#### RAW DATA
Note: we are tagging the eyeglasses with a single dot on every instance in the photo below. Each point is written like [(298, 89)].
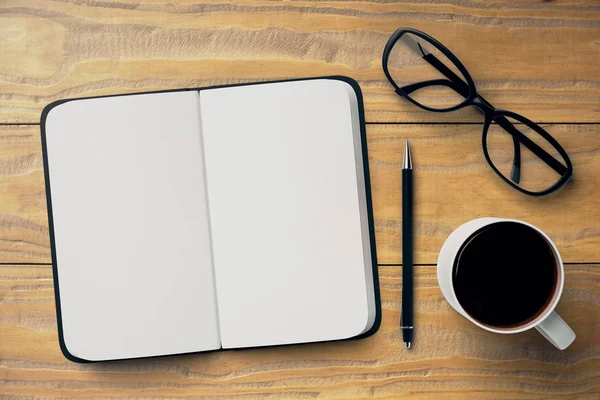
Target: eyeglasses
[(520, 151)]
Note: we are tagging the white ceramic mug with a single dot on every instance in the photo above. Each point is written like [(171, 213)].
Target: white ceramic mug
[(548, 323)]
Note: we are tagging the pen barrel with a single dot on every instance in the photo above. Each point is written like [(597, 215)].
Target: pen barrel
[(407, 250)]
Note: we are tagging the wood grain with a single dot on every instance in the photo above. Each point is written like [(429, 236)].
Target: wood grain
[(452, 358), (539, 59), (453, 184)]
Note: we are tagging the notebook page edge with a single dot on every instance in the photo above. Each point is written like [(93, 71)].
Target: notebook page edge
[(365, 238), (47, 119)]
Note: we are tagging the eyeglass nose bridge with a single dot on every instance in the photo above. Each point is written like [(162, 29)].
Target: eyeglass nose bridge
[(484, 107)]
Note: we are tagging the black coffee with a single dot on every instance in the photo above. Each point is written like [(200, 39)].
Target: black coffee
[(505, 275)]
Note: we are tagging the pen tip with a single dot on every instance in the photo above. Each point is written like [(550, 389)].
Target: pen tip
[(407, 164)]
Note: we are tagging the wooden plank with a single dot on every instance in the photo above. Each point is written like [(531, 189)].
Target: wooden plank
[(23, 217), (453, 185), (539, 59), (452, 359)]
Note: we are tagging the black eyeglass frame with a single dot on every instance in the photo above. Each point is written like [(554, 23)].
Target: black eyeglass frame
[(490, 113)]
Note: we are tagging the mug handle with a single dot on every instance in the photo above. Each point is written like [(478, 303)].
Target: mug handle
[(556, 330)]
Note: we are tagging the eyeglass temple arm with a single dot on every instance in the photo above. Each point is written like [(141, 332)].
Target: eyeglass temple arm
[(458, 85)]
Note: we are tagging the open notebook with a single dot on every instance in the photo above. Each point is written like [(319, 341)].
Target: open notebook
[(206, 219)]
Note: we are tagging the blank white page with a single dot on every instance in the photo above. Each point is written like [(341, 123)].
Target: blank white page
[(131, 226), (288, 213)]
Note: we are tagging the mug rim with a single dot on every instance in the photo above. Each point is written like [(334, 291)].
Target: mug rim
[(557, 293)]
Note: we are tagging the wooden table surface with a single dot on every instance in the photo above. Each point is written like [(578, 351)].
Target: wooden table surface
[(540, 59)]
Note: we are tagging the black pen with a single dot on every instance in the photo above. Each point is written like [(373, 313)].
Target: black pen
[(406, 320)]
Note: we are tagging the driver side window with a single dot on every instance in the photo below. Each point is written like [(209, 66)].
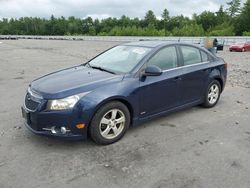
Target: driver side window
[(165, 59)]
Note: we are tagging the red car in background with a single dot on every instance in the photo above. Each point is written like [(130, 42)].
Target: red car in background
[(240, 47)]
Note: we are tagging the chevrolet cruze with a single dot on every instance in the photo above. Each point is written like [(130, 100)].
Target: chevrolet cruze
[(121, 87)]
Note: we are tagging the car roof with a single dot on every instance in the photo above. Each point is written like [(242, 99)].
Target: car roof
[(154, 43)]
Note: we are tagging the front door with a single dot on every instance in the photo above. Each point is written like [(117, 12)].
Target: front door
[(161, 93)]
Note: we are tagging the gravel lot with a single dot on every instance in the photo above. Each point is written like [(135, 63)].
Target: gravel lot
[(192, 148)]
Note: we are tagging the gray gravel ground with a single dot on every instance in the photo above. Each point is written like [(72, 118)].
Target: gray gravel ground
[(192, 148)]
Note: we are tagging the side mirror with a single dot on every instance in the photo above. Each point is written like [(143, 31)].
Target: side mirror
[(152, 70)]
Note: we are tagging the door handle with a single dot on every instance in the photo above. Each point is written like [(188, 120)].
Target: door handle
[(205, 70), (177, 78)]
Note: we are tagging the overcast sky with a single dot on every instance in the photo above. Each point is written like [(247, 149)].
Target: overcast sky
[(104, 8)]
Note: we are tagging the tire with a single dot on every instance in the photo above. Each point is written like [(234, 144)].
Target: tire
[(212, 95), (110, 123)]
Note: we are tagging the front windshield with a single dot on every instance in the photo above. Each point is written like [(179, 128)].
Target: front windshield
[(120, 59)]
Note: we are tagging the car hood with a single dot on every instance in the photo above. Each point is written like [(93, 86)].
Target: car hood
[(72, 81), (237, 45)]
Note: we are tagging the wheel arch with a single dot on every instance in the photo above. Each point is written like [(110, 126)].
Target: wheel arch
[(220, 81)]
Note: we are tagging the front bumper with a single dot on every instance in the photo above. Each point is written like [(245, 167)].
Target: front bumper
[(37, 122), (236, 49)]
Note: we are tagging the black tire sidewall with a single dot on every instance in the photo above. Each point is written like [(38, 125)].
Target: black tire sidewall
[(206, 103), (94, 127)]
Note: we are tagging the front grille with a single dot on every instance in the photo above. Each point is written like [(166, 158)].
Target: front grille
[(30, 103)]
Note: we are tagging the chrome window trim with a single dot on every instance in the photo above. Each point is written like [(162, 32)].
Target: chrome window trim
[(34, 94), (185, 66)]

#### WHAT TO PRODUCE
Filter the entries above and copy only the lines that hold "below".

#### ANSWER TO THIS TASK
Note: we are tagging the eyeglasses with a single dot on every instance in the photo below. Each point is written like [(298, 89)].
Note: we are tagging the driver side window with a single dot on every instance in the photo below. Each point is written like [(209, 66)].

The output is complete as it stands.